• _Exercise details_:
Reproduce the material below verbatim, leaving out the pictures.

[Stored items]
_____

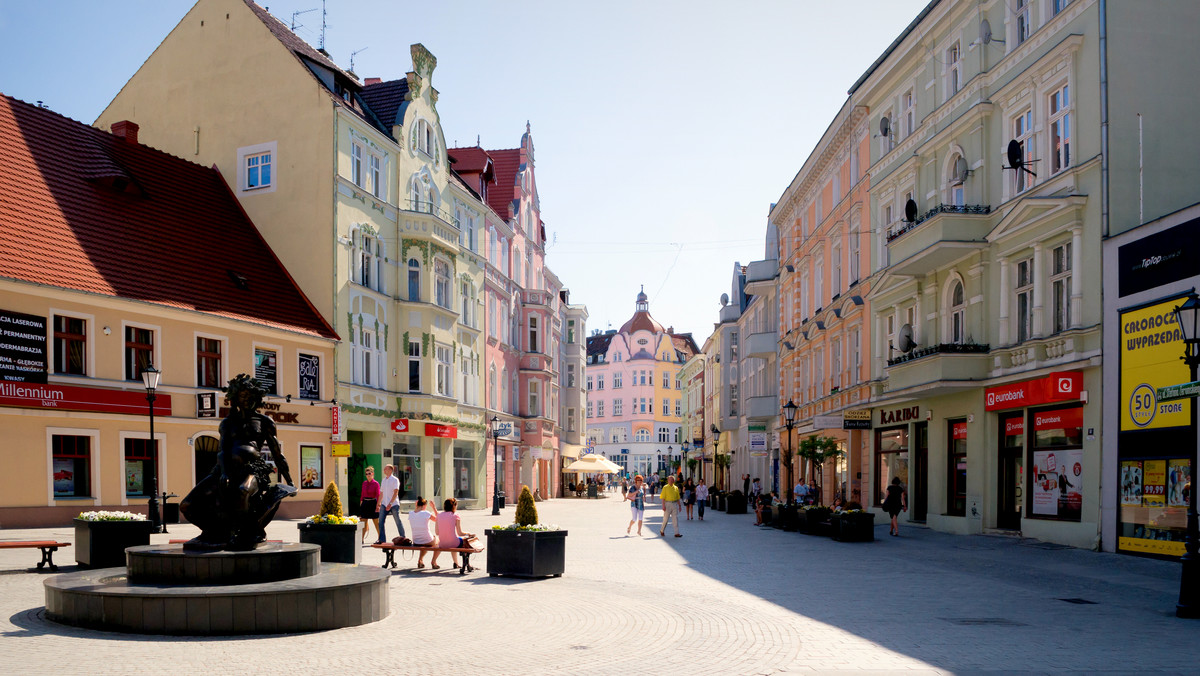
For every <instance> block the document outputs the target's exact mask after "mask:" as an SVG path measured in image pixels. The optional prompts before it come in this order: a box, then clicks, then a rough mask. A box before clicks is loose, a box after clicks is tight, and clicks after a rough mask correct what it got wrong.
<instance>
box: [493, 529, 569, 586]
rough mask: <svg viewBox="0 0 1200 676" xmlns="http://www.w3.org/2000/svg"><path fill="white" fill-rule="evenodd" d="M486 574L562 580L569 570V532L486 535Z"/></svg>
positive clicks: (549, 532)
mask: <svg viewBox="0 0 1200 676" xmlns="http://www.w3.org/2000/svg"><path fill="white" fill-rule="evenodd" d="M484 533H485V534H486V536H487V574H488V575H491V576H493V578H494V576H497V575H512V576H515V578H547V576H553V578H560V576H562V575H563V569H564V568H565V566H566V531H496V530H492V528H488V530H486V531H484Z"/></svg>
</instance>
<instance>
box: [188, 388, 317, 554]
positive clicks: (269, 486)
mask: <svg viewBox="0 0 1200 676" xmlns="http://www.w3.org/2000/svg"><path fill="white" fill-rule="evenodd" d="M226 394H227V396H228V397H229V414H228V415H227V417H226V419H224V420H222V421H221V426H220V432H221V447H220V449H218V451H217V463H216V466H215V467H214V468H212V472H210V473H209V474H208V475H206V477H204V478H203V479H200V481H199V483H198V484H196V487H193V489H192V491H191V492H190V493H187V497H185V498H184V502H181V503H180V504H179V512H180V513H181V514H182V515H184V516H185V518H186V519H187V520H188V521H190V522H192V524H194V525H197V526H198V527H199V528H200V534H199V536H197V537H196V538H193V539H192V540H188V542H187V543H186V544H185V545H184V548H185V549H203V550H222V549H228V550H238V551H246V550H252V549H254V545H257V544H258V543H260V542H263V540H265V539H266V531H265V528H266V525H268V524H270V522H271V519H272V518H274V516H275V513H276V512H277V510H278V508H280V503H281V502H282V501H283V498H286V497H290V496H293V495H295V492H296V489H295V484H294V483H293V481H292V472H290V471H289V468H288V461H287V459H286V457H284V456H283V450H282V449H281V448H280V442H278V439H277V438H275V421H274V420H271V419H270V418H268V417H266V415H263V414H262V413H259V412H258V409H259V408H260V407H262V406H263V396H264V395H265V391H264V390H263V387H262V385H260V384H259V383H258V381H256V379H253V378H251V377H250V376H247V375H246V373H241V375H239V376H238V377H235V378H233V379H232V381H229V387H228V388H226ZM268 454H269V456H270V457H271V459H272V460H274V462H275V466H276V471H277V472H278V473H280V474H282V475H283V479H284V480H287V485H286V486H284V485H283V484H274V485H272V484H271V472H272V468H271V466H270V465H269V463H268V461H266V459H265V457H264V456H266V455H268Z"/></svg>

_____

• _Solution below_:
For every <instance> block the document outputs the target's exact mask after "mask:" as an SVG path measured in image pixels. The optional prompts before it come in this order: a box, then clicks, then a rough mask. A box before clicks is loose, a box after clicks is tight, and clicks after a rough mask correct what it got wrong.
<instance>
box: [493, 529, 569, 586]
rough mask: <svg viewBox="0 0 1200 676" xmlns="http://www.w3.org/2000/svg"><path fill="white" fill-rule="evenodd" d="M486 574L562 580L569 570V532L486 535Z"/></svg>
positive clicks: (549, 532)
mask: <svg viewBox="0 0 1200 676" xmlns="http://www.w3.org/2000/svg"><path fill="white" fill-rule="evenodd" d="M484 533H485V534H486V536H487V574H488V575H491V576H493V578H494V576H497V575H512V576H515V578H547V576H553V578H560V576H562V575H563V569H564V568H565V566H566V531H496V530H492V528H488V530H486V531H484Z"/></svg>
</instance>
<instance>
box: [188, 388, 317, 554]
positive clicks: (269, 486)
mask: <svg viewBox="0 0 1200 676" xmlns="http://www.w3.org/2000/svg"><path fill="white" fill-rule="evenodd" d="M226 394H227V396H228V397H229V414H228V415H227V417H226V419H224V420H222V421H221V426H220V432H221V447H220V449H218V451H217V463H216V466H215V467H214V468H212V472H210V473H209V474H208V475H206V477H204V478H203V479H200V481H199V483H198V484H196V487H193V489H192V491H191V492H190V493H187V497H185V498H184V502H181V503H180V504H179V512H180V513H181V514H182V515H184V516H185V518H186V519H187V520H188V521H190V522H192V524H194V525H197V526H198V527H199V528H200V534H199V536H197V537H196V538H193V539H192V540H188V542H187V543H186V544H185V545H184V548H185V549H203V550H222V549H228V550H238V551H246V550H252V549H254V545H257V544H258V543H260V542H263V540H265V539H266V531H265V528H266V525H268V524H270V522H271V519H272V518H274V516H275V513H276V512H277V510H278V508H280V503H281V502H282V501H283V498H286V497H290V496H293V495H295V492H296V489H295V484H294V483H293V481H292V472H290V471H289V468H288V461H287V459H286V457H284V456H283V450H282V449H281V448H280V442H278V439H277V438H275V421H274V420H271V419H270V418H268V417H266V415H263V414H262V413H259V412H258V409H259V408H260V407H262V406H263V396H264V395H265V391H264V390H263V387H262V385H260V384H259V383H258V381H256V379H253V378H251V377H250V376H247V375H246V373H241V375H239V376H238V377H235V378H233V379H232V381H229V387H228V388H226ZM268 454H269V456H270V457H271V459H272V460H274V462H275V466H276V471H277V472H278V473H280V474H282V475H283V479H284V480H287V485H286V486H284V485H283V484H274V485H272V484H271V472H272V468H271V466H270V465H269V463H268V461H266V459H265V457H264V456H266V455H268Z"/></svg>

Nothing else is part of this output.